> **Exercise aim**
In the material below, find each line with the string "gable" and copy it.

> **Data for this task**

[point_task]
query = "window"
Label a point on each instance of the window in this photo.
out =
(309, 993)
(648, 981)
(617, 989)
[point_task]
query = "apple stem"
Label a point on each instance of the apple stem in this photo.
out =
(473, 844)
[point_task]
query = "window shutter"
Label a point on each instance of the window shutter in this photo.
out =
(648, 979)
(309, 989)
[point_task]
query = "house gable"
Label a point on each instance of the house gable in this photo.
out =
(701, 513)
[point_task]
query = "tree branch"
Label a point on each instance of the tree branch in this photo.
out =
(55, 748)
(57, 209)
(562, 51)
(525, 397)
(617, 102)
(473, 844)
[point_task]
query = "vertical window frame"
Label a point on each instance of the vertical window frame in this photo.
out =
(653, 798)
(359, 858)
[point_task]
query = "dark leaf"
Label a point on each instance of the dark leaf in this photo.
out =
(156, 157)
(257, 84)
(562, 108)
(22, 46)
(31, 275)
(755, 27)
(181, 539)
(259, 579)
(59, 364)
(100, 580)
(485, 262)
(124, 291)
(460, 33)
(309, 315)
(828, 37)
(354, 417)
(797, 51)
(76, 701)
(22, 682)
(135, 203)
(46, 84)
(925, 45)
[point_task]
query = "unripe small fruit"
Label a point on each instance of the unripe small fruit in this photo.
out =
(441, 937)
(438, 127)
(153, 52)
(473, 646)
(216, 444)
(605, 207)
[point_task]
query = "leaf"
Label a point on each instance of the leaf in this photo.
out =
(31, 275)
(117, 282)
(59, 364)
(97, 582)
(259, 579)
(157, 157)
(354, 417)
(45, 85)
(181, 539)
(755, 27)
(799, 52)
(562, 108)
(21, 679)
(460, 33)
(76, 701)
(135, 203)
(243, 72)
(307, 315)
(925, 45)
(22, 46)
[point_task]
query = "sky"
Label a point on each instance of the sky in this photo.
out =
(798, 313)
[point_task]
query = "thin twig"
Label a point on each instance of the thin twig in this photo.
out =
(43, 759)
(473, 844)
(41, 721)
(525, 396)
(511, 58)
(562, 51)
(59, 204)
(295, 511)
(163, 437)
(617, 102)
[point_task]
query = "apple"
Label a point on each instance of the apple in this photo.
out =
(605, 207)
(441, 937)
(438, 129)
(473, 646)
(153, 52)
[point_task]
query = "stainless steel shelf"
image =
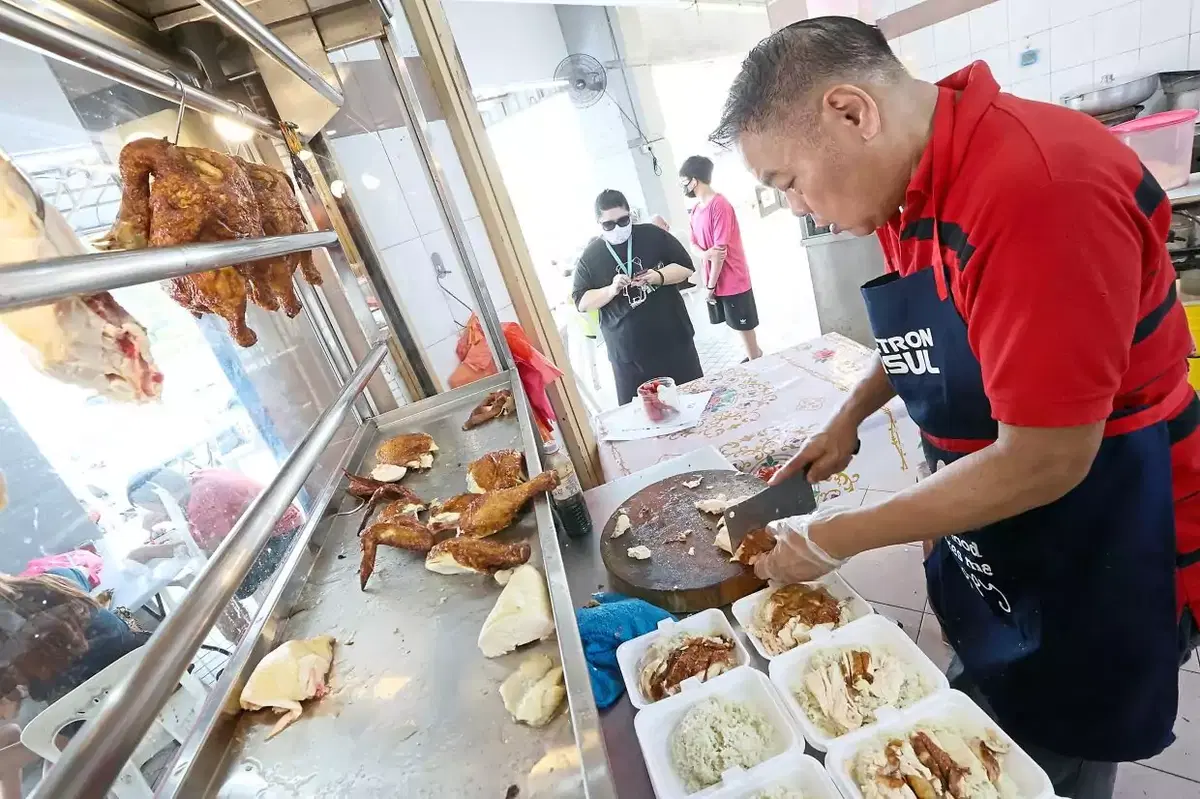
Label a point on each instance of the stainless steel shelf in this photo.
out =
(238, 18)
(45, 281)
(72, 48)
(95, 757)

> **Worked solution**
query = "house gable"
Label a point on each instance of the house gable in this photo.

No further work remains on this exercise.